__EXERCISE GOAL__: Rewrite the rows starting at the first line and ending at the line that contains "M 696 243 L", swapping "pastry crumb" for "flaky crumb" and keeping everything else unchanged.

__PROVIDED MATERIAL__:
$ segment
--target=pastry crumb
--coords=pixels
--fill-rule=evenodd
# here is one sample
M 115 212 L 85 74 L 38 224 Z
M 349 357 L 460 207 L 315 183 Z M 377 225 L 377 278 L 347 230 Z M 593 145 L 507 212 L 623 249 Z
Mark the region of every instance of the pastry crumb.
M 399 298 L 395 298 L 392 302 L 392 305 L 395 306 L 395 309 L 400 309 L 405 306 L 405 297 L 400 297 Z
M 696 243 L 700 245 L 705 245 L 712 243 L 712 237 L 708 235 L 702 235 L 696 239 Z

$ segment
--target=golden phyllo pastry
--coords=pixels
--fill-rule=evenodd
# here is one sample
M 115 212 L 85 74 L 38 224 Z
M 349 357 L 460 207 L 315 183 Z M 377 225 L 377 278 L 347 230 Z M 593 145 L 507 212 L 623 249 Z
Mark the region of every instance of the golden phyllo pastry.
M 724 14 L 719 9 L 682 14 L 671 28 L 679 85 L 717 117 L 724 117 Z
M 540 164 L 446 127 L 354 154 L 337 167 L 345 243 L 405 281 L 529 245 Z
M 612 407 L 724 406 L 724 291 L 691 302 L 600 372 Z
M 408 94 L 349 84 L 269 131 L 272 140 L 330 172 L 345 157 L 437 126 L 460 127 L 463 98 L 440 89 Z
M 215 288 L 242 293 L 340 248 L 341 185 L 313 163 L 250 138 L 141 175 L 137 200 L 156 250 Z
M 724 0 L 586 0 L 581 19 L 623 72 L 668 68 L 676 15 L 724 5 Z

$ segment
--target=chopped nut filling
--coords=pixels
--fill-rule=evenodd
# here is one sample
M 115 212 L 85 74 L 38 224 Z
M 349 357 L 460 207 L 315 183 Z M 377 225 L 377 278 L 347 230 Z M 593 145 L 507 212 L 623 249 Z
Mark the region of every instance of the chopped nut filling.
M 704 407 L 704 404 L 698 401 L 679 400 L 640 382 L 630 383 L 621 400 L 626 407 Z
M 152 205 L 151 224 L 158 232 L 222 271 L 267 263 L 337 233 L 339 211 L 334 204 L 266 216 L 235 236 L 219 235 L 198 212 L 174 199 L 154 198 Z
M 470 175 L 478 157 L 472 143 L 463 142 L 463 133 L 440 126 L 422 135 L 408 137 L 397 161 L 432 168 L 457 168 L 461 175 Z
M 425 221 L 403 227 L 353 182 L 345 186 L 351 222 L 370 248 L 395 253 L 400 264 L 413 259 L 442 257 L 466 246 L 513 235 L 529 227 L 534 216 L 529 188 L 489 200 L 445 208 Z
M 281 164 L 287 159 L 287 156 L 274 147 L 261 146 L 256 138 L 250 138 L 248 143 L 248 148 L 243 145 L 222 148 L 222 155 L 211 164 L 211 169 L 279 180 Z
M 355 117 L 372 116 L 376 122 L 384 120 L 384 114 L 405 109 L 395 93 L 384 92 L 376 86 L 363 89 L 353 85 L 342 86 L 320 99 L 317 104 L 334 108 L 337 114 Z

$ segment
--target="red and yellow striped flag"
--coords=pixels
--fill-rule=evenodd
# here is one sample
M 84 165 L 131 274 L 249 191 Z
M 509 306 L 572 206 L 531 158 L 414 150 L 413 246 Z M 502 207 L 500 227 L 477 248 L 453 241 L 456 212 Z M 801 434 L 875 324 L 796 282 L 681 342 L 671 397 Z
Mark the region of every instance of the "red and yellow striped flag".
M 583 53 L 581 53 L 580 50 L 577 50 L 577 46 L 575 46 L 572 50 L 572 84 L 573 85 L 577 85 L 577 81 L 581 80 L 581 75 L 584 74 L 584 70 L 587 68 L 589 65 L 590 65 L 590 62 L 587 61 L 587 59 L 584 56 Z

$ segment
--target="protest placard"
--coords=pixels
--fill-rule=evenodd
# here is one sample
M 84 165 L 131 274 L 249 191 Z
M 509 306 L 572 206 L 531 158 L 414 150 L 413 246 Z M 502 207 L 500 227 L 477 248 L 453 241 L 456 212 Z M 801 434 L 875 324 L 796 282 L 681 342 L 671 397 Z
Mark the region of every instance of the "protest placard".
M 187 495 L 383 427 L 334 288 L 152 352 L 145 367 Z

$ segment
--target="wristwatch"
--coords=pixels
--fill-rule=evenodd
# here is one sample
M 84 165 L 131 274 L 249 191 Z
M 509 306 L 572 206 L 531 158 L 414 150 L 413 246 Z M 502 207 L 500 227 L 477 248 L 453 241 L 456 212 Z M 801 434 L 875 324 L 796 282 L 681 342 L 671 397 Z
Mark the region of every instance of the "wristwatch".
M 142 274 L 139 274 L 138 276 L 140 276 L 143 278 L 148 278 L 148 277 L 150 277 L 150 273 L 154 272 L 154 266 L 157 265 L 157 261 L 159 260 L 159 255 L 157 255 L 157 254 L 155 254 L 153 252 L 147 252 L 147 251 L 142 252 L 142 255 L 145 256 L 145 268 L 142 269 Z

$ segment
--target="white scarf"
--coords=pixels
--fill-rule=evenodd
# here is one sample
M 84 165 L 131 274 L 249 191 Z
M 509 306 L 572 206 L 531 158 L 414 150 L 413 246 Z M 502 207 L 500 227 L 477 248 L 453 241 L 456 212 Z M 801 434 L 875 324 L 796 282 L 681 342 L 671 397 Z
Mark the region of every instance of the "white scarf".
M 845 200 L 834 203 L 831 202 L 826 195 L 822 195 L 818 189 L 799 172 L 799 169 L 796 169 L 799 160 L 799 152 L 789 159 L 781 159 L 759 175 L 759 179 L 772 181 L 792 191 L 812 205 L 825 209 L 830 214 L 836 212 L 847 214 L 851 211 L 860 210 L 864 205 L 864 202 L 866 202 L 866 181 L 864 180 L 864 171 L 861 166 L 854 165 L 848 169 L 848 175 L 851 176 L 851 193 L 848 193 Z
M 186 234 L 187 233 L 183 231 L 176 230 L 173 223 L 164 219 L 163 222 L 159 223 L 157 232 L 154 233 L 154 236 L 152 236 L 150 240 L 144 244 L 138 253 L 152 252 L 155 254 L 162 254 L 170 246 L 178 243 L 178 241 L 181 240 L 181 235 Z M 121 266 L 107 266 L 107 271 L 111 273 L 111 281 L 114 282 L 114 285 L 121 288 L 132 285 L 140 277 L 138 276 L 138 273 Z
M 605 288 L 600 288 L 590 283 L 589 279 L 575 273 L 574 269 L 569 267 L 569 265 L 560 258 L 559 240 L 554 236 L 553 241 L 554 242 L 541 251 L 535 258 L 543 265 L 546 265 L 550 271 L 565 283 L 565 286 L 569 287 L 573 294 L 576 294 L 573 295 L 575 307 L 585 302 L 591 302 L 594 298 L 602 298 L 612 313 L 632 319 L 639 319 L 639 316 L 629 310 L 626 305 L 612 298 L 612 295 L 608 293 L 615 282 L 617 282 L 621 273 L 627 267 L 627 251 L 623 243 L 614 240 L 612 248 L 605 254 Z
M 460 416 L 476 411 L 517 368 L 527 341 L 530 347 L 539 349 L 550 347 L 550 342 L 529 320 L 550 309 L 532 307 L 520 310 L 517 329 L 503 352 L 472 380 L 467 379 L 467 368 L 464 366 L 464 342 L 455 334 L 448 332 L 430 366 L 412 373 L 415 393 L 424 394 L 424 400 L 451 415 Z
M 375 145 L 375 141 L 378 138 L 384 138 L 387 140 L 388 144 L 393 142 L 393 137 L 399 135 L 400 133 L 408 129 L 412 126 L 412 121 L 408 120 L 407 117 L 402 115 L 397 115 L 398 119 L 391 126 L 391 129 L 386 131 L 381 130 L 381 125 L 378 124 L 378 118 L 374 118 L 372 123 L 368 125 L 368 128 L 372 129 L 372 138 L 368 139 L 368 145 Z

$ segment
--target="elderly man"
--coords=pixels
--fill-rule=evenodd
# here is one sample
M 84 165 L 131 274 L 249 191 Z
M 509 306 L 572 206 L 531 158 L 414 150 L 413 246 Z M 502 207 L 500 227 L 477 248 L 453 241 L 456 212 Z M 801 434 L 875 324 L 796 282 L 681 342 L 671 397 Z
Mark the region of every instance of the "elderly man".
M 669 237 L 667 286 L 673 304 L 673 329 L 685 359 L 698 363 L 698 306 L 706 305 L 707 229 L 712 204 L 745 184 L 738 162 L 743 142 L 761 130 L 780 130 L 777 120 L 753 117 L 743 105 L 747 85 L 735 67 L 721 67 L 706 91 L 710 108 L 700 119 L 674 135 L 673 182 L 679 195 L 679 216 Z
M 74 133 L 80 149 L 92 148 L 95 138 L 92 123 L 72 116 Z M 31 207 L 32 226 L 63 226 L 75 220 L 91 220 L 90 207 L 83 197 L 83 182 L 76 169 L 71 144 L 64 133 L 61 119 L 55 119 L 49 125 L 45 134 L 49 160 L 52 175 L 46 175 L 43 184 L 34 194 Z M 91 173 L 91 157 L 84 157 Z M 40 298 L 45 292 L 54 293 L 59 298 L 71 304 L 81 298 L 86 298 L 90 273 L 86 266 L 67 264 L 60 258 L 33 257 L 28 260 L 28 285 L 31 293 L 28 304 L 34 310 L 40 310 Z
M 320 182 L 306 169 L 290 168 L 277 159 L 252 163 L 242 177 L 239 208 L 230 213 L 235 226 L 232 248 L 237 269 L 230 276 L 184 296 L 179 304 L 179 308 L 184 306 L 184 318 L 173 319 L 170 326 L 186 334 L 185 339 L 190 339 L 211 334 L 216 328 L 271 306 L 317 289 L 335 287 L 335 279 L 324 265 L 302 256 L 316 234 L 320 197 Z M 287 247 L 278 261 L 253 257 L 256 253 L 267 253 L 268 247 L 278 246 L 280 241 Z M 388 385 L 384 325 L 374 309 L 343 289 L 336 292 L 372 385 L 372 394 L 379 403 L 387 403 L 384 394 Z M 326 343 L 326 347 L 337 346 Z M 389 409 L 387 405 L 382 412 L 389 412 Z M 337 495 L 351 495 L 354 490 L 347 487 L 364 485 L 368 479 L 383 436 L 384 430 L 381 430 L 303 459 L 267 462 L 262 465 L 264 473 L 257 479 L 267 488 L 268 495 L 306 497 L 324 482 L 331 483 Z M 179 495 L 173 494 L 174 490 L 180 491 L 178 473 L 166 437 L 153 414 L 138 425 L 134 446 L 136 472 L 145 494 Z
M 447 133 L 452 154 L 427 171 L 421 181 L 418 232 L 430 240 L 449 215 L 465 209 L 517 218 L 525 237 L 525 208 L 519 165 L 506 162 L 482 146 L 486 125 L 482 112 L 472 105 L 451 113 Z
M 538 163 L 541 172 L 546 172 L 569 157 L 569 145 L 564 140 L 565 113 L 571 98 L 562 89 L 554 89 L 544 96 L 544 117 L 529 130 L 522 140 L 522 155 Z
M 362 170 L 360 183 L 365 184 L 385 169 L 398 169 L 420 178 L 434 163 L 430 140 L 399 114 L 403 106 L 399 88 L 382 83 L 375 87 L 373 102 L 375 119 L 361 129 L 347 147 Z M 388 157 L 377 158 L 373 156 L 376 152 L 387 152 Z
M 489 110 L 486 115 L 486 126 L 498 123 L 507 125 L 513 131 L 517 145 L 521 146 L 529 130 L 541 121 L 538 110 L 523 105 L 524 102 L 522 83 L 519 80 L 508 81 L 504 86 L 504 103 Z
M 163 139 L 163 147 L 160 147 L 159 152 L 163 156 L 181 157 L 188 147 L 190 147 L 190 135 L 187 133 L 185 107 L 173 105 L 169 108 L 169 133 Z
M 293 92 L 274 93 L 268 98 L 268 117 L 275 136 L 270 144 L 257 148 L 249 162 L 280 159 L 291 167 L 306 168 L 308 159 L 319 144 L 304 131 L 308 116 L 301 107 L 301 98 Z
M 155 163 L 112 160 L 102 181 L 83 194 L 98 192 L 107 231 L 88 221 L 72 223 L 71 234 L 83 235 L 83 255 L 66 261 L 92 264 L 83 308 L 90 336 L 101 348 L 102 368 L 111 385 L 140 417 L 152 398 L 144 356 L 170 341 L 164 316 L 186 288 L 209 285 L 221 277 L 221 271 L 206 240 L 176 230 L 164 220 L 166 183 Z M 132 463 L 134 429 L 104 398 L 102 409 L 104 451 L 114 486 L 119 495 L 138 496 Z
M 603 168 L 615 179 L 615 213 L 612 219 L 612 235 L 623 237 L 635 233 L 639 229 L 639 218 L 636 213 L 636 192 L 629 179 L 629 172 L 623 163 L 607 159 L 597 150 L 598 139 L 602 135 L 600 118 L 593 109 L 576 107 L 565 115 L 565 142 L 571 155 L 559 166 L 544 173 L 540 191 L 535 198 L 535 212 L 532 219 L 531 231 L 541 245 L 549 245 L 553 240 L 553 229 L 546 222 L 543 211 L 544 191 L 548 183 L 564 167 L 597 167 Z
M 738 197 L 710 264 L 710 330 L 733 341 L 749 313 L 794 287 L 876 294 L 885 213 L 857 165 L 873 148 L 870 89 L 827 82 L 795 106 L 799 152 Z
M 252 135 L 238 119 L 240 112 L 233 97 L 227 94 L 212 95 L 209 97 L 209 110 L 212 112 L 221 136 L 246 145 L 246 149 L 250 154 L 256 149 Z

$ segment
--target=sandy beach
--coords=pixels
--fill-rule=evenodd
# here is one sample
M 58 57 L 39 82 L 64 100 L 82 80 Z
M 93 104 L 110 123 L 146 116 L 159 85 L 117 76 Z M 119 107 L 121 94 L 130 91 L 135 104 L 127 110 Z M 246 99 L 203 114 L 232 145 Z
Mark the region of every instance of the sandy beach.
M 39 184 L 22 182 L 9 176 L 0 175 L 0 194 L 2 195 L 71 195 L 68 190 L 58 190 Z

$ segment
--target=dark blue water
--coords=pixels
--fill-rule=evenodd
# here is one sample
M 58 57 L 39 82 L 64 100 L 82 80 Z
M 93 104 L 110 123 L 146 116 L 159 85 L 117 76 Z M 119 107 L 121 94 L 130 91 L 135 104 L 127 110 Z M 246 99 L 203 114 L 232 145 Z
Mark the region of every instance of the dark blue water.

__RESPONSE TO THIS TASK__:
$ segment
--target=flaky crumb
--coords=pixels
--fill-rule=evenodd
# here is one sample
M 115 212 L 85 74 L 38 224 Z
M 349 357 L 460 207 L 315 183 Z M 377 225 L 377 278 L 347 230 Z M 593 145 L 507 212 L 623 249 Z
Mark the region of every instance of the flaky crumb.
M 399 298 L 395 298 L 392 302 L 392 305 L 395 306 L 395 309 L 400 309 L 405 306 L 405 297 L 400 297 Z
M 696 243 L 700 245 L 705 245 L 712 243 L 712 237 L 708 235 L 702 235 L 696 239 Z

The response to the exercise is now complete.